Dataset records:
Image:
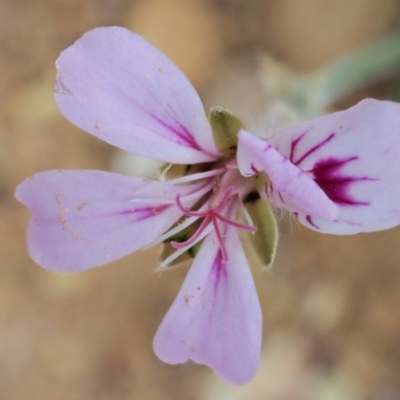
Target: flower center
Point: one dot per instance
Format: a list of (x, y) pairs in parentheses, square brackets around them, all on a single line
[(212, 215)]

Task prompt:
Pictures appear in the records above. Output everything except them, exactly.

Answer below:
Image:
Target: flower center
Point: one dot per instance
Format: a list of (x, y) pairs in parentheses, square brackets around them, all on a single line
[(212, 215)]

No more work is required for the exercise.